(Data extracted from a collection)
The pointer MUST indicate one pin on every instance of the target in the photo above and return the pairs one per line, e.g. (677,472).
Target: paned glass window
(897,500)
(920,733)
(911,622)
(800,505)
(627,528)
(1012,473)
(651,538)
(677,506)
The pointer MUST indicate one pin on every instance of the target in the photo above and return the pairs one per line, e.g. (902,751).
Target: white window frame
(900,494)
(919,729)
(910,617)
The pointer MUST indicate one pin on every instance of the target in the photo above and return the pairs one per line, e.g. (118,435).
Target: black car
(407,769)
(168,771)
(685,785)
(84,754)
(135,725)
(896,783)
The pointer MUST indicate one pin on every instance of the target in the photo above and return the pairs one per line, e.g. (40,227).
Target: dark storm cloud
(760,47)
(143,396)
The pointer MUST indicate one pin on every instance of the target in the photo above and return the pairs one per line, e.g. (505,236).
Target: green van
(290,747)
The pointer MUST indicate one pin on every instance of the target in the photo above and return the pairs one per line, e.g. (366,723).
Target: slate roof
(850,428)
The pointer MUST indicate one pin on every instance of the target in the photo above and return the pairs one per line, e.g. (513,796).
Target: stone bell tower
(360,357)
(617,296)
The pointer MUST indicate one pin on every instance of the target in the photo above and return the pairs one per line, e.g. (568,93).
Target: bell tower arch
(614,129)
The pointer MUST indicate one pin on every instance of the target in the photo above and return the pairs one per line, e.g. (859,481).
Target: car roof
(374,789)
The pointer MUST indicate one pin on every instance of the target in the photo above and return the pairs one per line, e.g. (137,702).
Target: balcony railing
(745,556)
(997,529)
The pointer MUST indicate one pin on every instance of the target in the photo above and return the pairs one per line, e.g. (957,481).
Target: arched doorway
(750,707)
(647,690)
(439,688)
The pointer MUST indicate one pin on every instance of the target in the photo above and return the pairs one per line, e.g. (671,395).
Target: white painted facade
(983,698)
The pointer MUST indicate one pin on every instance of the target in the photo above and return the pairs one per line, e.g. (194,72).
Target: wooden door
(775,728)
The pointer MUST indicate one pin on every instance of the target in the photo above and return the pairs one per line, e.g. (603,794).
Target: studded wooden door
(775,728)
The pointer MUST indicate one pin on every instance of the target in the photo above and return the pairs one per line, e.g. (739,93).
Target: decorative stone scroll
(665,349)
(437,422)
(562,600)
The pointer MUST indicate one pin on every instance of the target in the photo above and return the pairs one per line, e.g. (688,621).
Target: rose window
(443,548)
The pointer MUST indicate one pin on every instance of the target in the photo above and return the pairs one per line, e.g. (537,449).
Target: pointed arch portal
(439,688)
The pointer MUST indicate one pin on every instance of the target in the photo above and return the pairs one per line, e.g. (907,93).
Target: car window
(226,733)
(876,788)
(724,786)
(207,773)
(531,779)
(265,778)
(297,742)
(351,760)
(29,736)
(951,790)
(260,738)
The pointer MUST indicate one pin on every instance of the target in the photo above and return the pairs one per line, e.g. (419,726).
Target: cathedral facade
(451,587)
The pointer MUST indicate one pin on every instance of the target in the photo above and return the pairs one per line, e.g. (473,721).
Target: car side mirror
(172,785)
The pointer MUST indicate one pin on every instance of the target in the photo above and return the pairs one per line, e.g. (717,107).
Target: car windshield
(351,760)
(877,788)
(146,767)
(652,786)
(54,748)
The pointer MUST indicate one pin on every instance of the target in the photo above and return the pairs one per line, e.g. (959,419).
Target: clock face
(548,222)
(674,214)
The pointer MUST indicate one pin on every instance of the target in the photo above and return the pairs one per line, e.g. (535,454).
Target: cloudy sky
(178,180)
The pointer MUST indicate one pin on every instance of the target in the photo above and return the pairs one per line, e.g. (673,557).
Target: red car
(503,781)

EXERCISE GOAL: Your answer should be all of the records, transcribed exactly.

RESPONSE TO THIS TASK:
The pointer MUST indicate one pin on every instance of the target in the photo above and return the pairs one per line, e.g. (677,472).
Target: paned glass window
(897,500)
(920,733)
(911,622)
(800,505)
(627,528)
(1012,473)
(651,538)
(677,506)
The pointer MUST indicate one pin on every instance of the target in the photo above and return the pairs one per line, e.g. (902,751).
Target: white window frame
(900,494)
(919,729)
(910,617)
The pointer MUST indicate one pin on every instance of the target in the photo above and return the pairs one per line, e.g. (118,435).
Target: black car
(407,769)
(168,771)
(685,785)
(84,754)
(135,725)
(896,783)
The pointer MUST indicate one pin on every instance of the target in the photo above and return the pairs one per line, e.g. (40,227).
Target: dark storm cloud
(760,47)
(143,396)
The pointer MUST indicate one pin on every instance of the target in the photo above and return the pairs one per line, e.g. (505,236).
Target: green van
(290,747)
The pointer MUST indicate one pin on every instance of the target in the photo above and return the pairs one per line, e.g. (366,723).
Target: slate roof
(850,428)
The pointer MUST indicate one pin on every instance of the target in the photo above and return the pairs one per line, e.g. (513,796).
Target: stone bell tower
(360,357)
(617,296)
The pointer MUST indicate one pin on every instance of the target in the photo above and return the pairs one per line, e.g. (568,93).
Target: bell tower arch
(614,129)
The pointer MUST indicate one pin on every instance of the target in the photo above and return the pairs one per line, e.g. (859,481).
Target: car roof
(374,789)
The pointer MUST indicate one pin on every instance of the target in the photo above and return the pairs one per line, e.g. (137,702).
Target: balcony railing
(745,556)
(997,529)
The pointer MUST indicate one pin on every instance of the target in the photo above and return the pairs one per line, e.g. (957,481).
Target: arched doorway
(750,707)
(647,690)
(439,688)
The pointer MUST indicate one pin on every instance of the target in the photo above and return the pairs one per line, e.g. (671,395).
Target: white painted facade
(983,698)
The pointer MUST indicate one pin on every instance of the target in the photo above and return the pairs one per line, e.g. (194,72).
Target: wooden door
(775,728)
The pointer MUST indicate one pin on every instance of the target in the photo above and return the pairs one per line, e.g. (603,794).
Target: studded wooden door
(775,728)
The pointer MUST indicate one pin on every instance of the target in the photo above and return the pairs one per line, e.g. (739,93).
Target: decorative stone scroll
(665,349)
(437,422)
(562,600)
The pointer MUST indicate one pin on every instance of the target in the photo above and return the pairs one per line, e.g. (688,621).
Target: rose window
(443,548)
The pointer MUST indicate one pin on every instance of the target in the photo above and return the pairs one per line, e.g. (537,449).
Target: pointed arch portal
(439,688)
The pointer MUST indicate one pin on every instance of the target in the photo above and return the pairs one per line, e.g. (907,93).
Target: car window
(226,733)
(876,788)
(724,786)
(207,773)
(531,779)
(265,778)
(297,742)
(351,760)
(29,736)
(951,790)
(260,738)
The pointer MUST indicate one pin on every instance of the target in the photo above and return the pairs one per line, e.g. (419,726).
Target: cathedral facade
(451,587)
The pointer MUST indicate one pin on every instance of the target in the photo above and return the pairs one per line, e.g. (473,721).
Target: car side mirror
(172,785)
The pointer MUST indicate one pin on every instance of the target in the photo above and return the pairs one per line, e.g. (717,107).
Target: car windshield
(351,760)
(877,788)
(146,767)
(652,786)
(54,748)
The pointer MUST indicate one pin on every instance of the target in the photo above and return the pairs one per line, e.g. (959,419).
Target: clock face
(548,222)
(674,214)
The pointer MUST indicate one pin on every instance of the target in the photo above and return the pairs one per line, e.g. (535,454).
Target: cloudy sky
(178,180)
The pointer MUST indicate one pin on every instance of the target in the photo above and return the pairs one per line, e.g. (673,557).
Target: red car
(503,781)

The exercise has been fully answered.